## Your task
Copy out the rows starting with the line containing "the man's elbow" and continuing through the end of the rows, requests included, adding 125 to each number in the point coordinates.

[Rows from a data source]
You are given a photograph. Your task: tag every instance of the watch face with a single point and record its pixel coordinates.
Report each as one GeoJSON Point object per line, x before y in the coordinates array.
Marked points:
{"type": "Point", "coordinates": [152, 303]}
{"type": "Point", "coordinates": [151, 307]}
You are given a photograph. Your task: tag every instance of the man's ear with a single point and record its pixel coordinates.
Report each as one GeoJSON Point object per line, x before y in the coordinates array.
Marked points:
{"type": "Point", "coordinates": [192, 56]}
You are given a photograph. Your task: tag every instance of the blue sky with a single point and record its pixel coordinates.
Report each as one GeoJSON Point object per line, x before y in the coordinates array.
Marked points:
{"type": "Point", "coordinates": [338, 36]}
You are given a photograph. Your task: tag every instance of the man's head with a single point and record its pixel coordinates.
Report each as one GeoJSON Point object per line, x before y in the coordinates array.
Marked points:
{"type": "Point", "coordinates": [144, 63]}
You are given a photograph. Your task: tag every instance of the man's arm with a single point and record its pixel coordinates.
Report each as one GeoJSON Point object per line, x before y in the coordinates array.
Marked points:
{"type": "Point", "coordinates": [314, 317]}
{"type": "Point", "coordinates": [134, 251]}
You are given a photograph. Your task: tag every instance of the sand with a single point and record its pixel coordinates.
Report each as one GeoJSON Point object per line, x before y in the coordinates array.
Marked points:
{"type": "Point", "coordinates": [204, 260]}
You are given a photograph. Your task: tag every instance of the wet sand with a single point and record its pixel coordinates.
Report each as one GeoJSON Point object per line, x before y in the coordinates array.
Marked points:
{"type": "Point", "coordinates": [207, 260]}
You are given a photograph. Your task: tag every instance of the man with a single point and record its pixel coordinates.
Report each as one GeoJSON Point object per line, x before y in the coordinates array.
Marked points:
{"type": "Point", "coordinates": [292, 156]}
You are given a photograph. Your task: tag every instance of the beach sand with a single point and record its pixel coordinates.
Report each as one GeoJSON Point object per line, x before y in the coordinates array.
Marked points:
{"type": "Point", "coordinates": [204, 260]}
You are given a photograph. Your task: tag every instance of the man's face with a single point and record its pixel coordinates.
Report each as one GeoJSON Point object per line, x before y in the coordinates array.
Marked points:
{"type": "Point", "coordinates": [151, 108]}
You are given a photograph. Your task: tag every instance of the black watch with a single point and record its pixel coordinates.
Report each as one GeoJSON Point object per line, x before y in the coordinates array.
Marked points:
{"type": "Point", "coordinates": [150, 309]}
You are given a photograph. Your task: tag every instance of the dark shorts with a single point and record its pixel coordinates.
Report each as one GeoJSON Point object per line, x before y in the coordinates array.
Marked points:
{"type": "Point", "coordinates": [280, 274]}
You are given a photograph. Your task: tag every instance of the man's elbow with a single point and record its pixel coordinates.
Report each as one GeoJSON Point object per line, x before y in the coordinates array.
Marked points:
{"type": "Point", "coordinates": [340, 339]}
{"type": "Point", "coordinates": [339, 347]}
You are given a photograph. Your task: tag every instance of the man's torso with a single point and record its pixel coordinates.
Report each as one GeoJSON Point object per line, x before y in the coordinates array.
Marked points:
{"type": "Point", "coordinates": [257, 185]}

## Exercise result
You are given a photograph. Your task: tag every instance of the man's elbow with a single point and record its pixel coordinates.
Report each as one GeoJSON Point object per line, x before y in the coordinates array.
Marked points:
{"type": "Point", "coordinates": [465, 464]}
{"type": "Point", "coordinates": [464, 472]}
You are given a photograph. Your task: tag every instance of the man's torso with a single point and record its pixel coordinates.
Report each as one GeoJSON Point object per line, x before y in the coordinates array.
Marked points:
{"type": "Point", "coordinates": [382, 310]}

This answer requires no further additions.